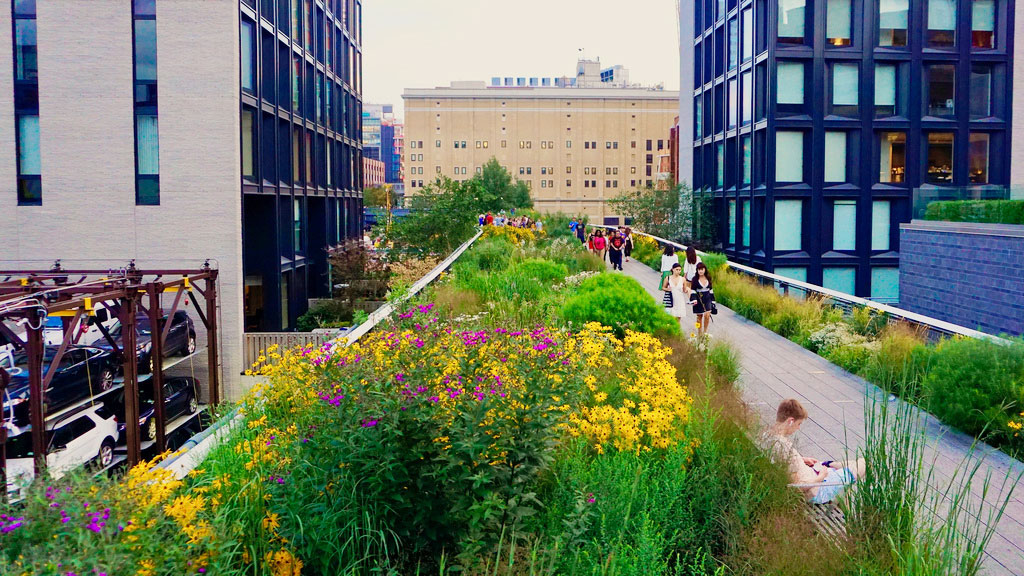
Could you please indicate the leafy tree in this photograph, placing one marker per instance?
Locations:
(441, 216)
(499, 191)
(375, 197)
(676, 213)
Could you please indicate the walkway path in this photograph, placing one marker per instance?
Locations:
(773, 368)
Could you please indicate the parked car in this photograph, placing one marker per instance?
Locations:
(180, 339)
(82, 371)
(179, 399)
(75, 440)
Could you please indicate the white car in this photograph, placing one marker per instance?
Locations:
(74, 441)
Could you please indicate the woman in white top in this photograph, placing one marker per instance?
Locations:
(675, 285)
(690, 265)
(669, 259)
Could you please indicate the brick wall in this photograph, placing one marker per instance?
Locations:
(968, 274)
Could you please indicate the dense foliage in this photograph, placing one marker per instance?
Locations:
(443, 213)
(990, 211)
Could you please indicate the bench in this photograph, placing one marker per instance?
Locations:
(826, 518)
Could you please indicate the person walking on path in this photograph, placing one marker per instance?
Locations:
(690, 265)
(615, 245)
(669, 259)
(600, 247)
(833, 477)
(702, 298)
(674, 286)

Direction: Express every line of the material above as a Markdown table with the columns "Row" and "Text", numbering the rows and omitting blank lines. Leave the pictures out of the answer.

Finished exercise:
| Row | Text |
|---|---|
| 1 | Could you please indicate the leafy tree in this photograph, placing one marker per instance? |
| 2 | Locations: |
| 3 | (441, 216) |
| 4 | (499, 191) |
| 5 | (375, 197) |
| 6 | (676, 213) |
| 7 | Could you please indicate the walkway path in this photograph, placing one marker per instance? |
| 8 | Locations: |
| 9 | (773, 368) |
| 10 | Could you please indicate the parked car in this photograph, placing one marker per instance? |
| 11 | Locations: |
| 12 | (180, 339) |
| 13 | (82, 371) |
| 14 | (179, 399) |
| 15 | (75, 440) |
| 16 | Could you please indicate the white car in this photograph, placing one marker per instance? |
| 17 | Locations: |
| 18 | (74, 441) |
| 19 | Could you please indicate the woman in white top in this photograph, placing one marker per instance? |
| 20 | Locations: |
| 21 | (675, 285) |
| 22 | (690, 265) |
| 23 | (669, 259) |
| 24 | Could you please indicate the brick wall in this photograph, placing one marker per instance? |
| 25 | Locations: |
| 26 | (968, 274) |
| 27 | Could you please indicate the dense foliage in this photograph, placing one marker per instance? |
| 28 | Locations: |
| 29 | (443, 213) |
| 30 | (990, 211) |
| 31 | Could you please indicate the bench in this photograph, placing one marker per instance? |
| 32 | Locations: |
| 33 | (826, 518) |
| 34 | Could you please indicate the person walking on path in this photograph, placing one marker per instance? |
| 35 | Locations: |
| 36 | (690, 265) |
| 37 | (615, 245) |
| 38 | (669, 259) |
| 39 | (600, 247) |
| 40 | (833, 477) |
| 41 | (702, 298) |
| 42 | (674, 286) |